■ **TESTO PROPOSTO**:
* * * * * * *

Sostenibilità è anche proteggere dall’estinzione le tecniche della coltivazione di perle, «una coltura che è anche cultura - prosegue Cavalieri - e che si trasmette fra generazioni. È un lavoro molto duro, si vive per lungo tempo in mari anche pericolosi. Ma c’è un legame profondo con le ostriche: quando se ne prendono cura gli operatori parlano con loro, come fossero animali domestici».
Una cura necessaria, anche perché il tasso di mortalità delle ostriche può sfiorare il 75%: «Per questo anche le perle non commerciabili vengono riutilizzate in altri ambiti, per esempio nella moda», nota Cavalieri, che sottolinea anche come la produzione di perle sia una delle più tracciate dell’industria dei preziosi, anche perché le realtà in grado di produrre perle di ottima qualità sono in numero limitato.

* * * * * * *

■ **DATI DELL'ESERCIZIO**:
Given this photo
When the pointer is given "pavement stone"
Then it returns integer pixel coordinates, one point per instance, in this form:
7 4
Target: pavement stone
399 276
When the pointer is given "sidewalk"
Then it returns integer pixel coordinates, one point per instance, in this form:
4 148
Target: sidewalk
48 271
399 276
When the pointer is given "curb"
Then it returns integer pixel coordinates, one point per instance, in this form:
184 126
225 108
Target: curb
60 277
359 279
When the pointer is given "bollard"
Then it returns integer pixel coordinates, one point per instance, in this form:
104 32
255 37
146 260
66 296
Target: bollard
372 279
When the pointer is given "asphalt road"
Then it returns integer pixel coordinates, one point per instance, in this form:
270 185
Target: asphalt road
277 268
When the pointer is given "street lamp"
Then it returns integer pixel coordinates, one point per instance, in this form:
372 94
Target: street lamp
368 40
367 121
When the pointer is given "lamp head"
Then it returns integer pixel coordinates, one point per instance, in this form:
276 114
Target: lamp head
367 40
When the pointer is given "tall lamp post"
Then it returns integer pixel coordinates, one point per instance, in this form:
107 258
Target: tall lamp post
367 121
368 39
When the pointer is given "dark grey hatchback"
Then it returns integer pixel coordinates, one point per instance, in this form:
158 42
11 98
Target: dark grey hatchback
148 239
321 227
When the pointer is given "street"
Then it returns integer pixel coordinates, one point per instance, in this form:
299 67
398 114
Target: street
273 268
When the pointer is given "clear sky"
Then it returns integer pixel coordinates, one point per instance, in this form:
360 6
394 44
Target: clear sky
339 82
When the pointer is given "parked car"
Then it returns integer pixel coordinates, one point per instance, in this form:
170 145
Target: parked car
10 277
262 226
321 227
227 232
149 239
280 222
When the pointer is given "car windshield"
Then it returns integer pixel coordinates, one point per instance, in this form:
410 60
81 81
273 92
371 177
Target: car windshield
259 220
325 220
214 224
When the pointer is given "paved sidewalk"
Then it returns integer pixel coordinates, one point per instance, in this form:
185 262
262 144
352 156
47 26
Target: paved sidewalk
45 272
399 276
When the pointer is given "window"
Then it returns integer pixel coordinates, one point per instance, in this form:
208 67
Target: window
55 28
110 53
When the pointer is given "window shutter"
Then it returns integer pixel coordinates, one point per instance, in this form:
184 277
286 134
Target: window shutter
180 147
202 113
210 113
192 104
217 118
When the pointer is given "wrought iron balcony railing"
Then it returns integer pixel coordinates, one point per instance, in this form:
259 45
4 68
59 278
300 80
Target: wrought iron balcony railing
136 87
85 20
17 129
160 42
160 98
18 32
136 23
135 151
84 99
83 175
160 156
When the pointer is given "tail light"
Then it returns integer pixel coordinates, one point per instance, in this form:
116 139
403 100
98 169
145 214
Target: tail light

* * * * * * *

■ **COSA SI CHIEDE**: Riprendi il testo sulla coltivazione delle perle scrivendone il seguito dopo l'ultima frase riportata. I record non hanno alcun legame con il testo sulla coltivazione delle perle.

■ **RISPOSTA ALL'ESERCIZIO**:
Le perle sono peraltro sempre più richieste dal mercato (anche perché indossate oggi anche dagli uomini, come è stato fino ai primi del Novecento, quando la perla è diventata gemma “femminile”): Mikimoto, il gruppo giapponese che ha lanciato la produzione di perle un secolo fa, ha deciso di recente di aumentare il prezzo delle sue Akoya anche del 20%. Il Qatar, che fino alla scoperta del petrolio nel 1939 era un Paese che esportava perle come gli altri del Golfo Persico, sta tornando alle origini con l’Abu Dhabi Pearls Project, che punta a produrre almeno 20mila perle di alta qualità all’anno. Mentre anche India e Bangladesh si stanno affacciando su questo rilucente mercato.